**Description du problème:**
Dans la critique du recueil Indalo, relevez le premier vers de chacune des citations poétiques qui suivent « Laissons-le dire ».

Ecrivain

Catégorie : Coups de coeur et lectures (Page 7 of 17)

SAINT-PAUL Christian, Indalo, poèmes, Ed. Encres vives.

Ce recueil, ou plutôt cet ensemble où les textes se suivent comme les escales d’un voyage, a reçu le prix de Poésie 2015 des Gourmets de lettres à l’hôtel d’Assézat de Toulouse. Saint-Paul* donne ici des textes dont l’intériorité renvoie aussi au dehors et à l’Histoire. « L’Indalo est une figure préhistorique […] peinture rupestre de la fin du Néolithique ou Age du cuivre qui représente une figure humaine avec les bras étendus et un arc en ciel sur ses mains. […] symbole de chance […] il était peint en ocre sur les maisons […] » Voici de la poésie dite « libre », à la fois fidèle à l’absence d’interdits d’une beat generation et à une culture enracinée, voire qui n’hésite pas à se ré-enraciner là d’où l’on a oublié venir : l’Andalousie, terre de rencontres et d’essaimage où se nourrirent bien des esprits européens. Sans oublier non plus l’Iliade de la guerre d’Espagne et de Lorca. C’est un bonheur de suivre ces vers courts, tantôt claques tantôt caresses, où la pensée se mêle aux émois. Laissons-le dire : « Vera / ville où culmine le soleil / dans une purulence torride », « Je pense à Lorca / mort près de Grenade / avec un instituteur unijambiste / et deux banderilleros », « Quel ailleurs / monte dans le duende / sous les bâches où transpire le soleil ? », « La nuit est descendue / dans les murs sacrés / où les prières meurent », « Almeria / ta mémoire ivre / depuis des millénaires / raconte les rivages de la mer antique / l’inaltérable désir d’une traversée sans fin » […] Une lecture d’où l’on ressort meilleur. À votre tour ?

*L’ami Christian est aussi réalisateur d’une émission de radio hebdomadaire : « Les Poètes » depuis plus de trente ans sur Radio Occitania (les jeudis à 20h) dont on peut réécouter des séquences sur le lien suivant : http://les-poetes.fr

ROUCH Jean-Jacques, Jean le cagot, Ed. Privat.

**Extrait de données:**
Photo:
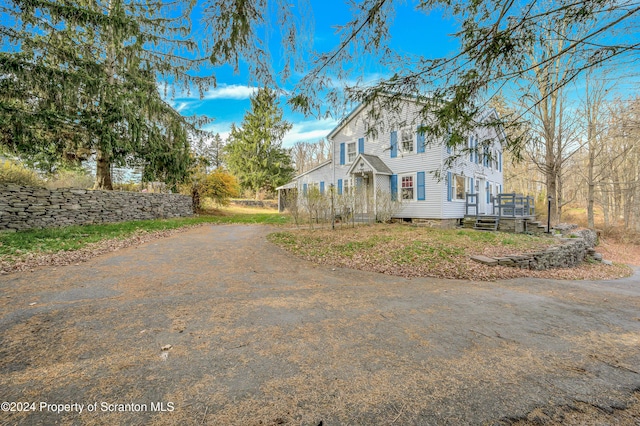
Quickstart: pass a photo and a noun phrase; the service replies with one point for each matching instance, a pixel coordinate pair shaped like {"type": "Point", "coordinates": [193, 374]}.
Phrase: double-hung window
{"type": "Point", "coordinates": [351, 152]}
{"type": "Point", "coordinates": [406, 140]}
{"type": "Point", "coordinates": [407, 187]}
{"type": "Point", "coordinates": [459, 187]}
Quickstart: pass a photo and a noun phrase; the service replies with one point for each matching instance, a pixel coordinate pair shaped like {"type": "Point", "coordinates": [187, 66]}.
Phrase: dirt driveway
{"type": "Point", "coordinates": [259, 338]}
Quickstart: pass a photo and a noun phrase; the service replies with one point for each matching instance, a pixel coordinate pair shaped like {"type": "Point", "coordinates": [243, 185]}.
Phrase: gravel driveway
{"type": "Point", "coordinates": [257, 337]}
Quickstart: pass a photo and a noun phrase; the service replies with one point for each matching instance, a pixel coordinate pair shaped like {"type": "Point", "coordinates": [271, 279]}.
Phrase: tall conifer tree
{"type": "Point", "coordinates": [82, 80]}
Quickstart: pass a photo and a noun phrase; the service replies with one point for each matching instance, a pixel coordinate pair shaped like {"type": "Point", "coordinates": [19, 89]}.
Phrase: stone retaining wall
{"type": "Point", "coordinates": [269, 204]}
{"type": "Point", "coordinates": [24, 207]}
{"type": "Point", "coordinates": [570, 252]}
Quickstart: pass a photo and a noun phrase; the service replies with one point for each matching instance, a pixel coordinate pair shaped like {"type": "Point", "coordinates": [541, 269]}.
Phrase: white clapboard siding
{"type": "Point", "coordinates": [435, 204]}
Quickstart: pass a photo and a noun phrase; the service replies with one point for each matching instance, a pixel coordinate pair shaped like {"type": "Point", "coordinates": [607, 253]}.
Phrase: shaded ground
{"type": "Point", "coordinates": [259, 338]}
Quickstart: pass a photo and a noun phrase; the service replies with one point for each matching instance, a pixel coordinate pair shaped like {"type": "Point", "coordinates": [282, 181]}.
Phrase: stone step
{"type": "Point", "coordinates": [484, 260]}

* * *

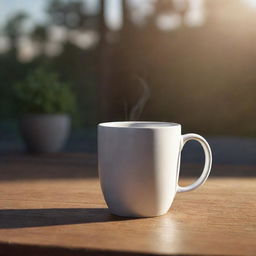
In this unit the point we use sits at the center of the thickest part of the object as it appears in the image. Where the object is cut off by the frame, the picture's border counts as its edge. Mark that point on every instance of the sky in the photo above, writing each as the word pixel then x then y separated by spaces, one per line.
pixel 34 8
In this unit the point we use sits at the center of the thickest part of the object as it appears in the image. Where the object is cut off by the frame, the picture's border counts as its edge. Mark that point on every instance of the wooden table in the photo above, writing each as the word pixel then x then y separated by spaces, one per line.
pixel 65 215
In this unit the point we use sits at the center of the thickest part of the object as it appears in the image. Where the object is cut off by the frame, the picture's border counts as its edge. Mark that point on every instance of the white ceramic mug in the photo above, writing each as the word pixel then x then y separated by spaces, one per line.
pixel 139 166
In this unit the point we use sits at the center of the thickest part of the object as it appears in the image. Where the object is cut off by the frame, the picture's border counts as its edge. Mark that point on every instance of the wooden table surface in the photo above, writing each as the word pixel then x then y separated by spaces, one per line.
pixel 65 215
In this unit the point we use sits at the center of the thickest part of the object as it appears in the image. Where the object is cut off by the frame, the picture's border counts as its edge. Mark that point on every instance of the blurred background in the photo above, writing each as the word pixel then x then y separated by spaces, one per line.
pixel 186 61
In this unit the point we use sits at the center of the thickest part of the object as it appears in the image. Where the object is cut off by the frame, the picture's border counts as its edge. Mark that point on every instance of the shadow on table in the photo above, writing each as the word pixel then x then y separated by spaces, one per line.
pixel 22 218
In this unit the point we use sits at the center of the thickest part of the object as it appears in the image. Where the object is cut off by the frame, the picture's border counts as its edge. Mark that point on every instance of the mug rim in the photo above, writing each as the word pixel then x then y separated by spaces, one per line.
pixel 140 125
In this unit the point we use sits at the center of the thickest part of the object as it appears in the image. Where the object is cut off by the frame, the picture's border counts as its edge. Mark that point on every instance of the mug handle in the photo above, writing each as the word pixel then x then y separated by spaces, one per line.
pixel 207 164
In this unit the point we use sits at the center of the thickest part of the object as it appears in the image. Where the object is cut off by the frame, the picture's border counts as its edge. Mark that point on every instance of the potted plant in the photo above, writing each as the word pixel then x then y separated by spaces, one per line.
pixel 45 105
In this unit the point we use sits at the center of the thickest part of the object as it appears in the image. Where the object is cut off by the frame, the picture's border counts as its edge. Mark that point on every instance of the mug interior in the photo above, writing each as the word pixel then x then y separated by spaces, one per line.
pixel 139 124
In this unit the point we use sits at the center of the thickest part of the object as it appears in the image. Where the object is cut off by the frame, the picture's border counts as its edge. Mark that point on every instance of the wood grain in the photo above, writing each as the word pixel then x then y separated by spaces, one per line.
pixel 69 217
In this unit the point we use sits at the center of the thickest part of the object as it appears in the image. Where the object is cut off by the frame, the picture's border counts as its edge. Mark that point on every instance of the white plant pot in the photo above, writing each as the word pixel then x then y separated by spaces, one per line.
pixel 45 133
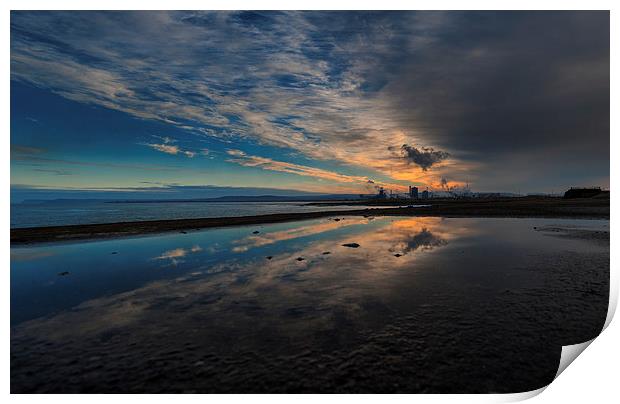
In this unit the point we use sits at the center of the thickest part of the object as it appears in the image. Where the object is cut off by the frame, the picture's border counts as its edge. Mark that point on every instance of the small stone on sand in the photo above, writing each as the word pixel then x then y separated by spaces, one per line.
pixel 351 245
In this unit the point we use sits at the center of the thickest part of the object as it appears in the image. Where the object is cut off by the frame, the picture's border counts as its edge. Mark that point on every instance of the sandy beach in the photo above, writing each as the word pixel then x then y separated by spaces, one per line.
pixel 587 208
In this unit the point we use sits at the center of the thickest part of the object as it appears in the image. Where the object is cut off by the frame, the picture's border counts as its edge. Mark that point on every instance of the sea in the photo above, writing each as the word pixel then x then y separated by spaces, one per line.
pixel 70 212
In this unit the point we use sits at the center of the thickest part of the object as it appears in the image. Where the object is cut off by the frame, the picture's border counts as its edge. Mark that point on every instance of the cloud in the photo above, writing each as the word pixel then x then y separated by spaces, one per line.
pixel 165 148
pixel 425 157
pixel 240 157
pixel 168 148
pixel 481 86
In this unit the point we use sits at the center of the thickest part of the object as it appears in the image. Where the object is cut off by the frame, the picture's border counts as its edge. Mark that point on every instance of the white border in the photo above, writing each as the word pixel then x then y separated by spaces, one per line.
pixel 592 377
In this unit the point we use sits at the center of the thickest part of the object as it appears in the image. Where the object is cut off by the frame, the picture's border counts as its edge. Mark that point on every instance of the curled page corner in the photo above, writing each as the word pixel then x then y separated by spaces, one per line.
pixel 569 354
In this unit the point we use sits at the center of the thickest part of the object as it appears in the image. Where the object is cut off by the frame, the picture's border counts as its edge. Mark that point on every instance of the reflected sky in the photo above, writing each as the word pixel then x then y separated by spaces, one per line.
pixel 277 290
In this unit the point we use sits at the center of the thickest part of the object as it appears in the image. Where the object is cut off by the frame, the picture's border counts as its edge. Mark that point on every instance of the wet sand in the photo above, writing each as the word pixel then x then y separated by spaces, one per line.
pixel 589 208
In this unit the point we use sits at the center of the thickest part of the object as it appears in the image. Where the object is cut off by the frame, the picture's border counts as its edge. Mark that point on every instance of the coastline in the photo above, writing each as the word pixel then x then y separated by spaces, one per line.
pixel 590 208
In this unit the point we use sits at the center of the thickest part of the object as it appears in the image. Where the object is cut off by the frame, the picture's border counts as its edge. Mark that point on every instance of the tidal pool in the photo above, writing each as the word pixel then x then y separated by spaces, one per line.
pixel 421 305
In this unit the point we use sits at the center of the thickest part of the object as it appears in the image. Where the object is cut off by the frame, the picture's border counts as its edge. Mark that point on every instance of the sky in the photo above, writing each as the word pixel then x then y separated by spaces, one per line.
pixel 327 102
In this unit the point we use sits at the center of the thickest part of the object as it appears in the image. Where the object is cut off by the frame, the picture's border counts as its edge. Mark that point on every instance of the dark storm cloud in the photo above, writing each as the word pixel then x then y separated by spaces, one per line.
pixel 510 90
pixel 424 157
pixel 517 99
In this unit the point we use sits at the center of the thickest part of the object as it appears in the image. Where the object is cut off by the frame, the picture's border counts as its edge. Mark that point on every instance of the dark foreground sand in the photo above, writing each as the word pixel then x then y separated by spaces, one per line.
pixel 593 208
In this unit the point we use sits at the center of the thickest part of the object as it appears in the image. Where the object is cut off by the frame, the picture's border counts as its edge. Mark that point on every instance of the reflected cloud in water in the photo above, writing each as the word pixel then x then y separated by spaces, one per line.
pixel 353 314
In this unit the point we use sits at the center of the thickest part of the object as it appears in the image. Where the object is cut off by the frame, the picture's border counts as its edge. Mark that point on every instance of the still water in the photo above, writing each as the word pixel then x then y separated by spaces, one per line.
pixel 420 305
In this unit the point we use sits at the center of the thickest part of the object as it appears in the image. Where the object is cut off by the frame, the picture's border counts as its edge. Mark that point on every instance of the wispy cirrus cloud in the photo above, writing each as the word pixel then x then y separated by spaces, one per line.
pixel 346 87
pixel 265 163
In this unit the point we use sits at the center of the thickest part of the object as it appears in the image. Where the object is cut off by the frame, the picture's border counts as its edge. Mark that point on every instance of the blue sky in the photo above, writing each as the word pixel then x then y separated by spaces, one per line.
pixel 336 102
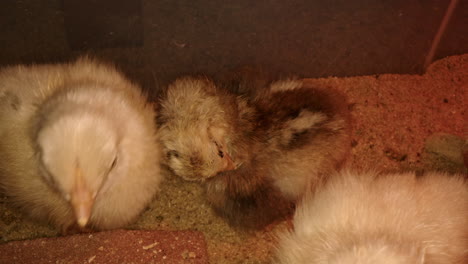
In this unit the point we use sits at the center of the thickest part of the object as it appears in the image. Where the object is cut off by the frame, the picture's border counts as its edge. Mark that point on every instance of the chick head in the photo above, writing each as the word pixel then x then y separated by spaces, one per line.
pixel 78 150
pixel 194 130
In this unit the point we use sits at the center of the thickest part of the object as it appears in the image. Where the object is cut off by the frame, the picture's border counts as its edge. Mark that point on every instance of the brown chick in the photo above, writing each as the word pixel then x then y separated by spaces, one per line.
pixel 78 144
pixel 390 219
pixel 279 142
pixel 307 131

--

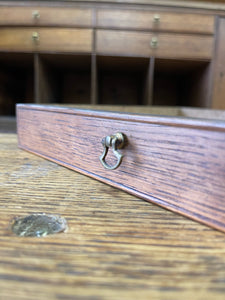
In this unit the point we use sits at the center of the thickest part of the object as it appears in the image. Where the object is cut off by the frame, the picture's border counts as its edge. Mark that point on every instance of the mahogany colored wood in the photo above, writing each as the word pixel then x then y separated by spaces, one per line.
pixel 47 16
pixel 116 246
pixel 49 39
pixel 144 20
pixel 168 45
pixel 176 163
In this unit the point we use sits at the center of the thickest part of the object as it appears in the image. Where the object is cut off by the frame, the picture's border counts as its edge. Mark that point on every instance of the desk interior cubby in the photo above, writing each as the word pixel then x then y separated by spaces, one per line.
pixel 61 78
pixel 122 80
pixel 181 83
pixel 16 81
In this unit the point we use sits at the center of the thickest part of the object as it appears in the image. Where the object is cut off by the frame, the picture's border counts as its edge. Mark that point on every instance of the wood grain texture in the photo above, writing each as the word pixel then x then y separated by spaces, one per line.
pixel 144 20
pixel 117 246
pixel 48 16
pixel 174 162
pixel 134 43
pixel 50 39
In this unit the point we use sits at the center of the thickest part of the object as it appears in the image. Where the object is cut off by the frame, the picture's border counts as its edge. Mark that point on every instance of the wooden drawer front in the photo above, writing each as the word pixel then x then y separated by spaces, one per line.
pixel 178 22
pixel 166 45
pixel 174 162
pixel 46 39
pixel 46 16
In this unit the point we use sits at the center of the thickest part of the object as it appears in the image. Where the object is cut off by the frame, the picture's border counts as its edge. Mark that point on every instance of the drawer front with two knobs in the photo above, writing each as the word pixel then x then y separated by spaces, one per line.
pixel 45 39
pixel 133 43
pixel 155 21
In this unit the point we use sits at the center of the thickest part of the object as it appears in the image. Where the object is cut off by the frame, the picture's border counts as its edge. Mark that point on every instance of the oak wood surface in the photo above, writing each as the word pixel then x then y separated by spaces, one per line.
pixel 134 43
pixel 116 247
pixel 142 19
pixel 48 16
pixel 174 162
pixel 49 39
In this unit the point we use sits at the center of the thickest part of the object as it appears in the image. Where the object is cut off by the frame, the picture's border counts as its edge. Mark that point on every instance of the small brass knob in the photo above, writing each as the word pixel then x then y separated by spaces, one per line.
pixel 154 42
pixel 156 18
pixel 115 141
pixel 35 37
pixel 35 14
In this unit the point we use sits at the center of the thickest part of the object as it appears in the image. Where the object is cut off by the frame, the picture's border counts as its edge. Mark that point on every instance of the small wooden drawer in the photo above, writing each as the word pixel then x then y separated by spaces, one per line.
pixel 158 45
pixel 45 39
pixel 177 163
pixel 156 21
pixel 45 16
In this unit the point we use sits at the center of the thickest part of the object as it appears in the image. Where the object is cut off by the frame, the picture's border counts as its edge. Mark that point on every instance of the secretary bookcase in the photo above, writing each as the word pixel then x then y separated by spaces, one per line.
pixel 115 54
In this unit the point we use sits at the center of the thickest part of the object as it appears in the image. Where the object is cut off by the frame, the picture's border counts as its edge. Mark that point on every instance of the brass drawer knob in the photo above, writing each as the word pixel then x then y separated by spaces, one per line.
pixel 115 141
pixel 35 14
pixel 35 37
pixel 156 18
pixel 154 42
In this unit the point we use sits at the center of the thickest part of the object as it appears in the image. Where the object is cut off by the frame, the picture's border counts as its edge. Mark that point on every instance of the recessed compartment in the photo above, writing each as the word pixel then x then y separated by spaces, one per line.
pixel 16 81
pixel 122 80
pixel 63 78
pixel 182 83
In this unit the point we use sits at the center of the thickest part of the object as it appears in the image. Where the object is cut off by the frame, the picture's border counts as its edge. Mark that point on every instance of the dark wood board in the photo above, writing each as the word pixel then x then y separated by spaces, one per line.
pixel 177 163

**Résultat attendu:**
- Vera
- Je pense à Lorca
- Quel ailleurs
- La nuit est descendue
- Almeria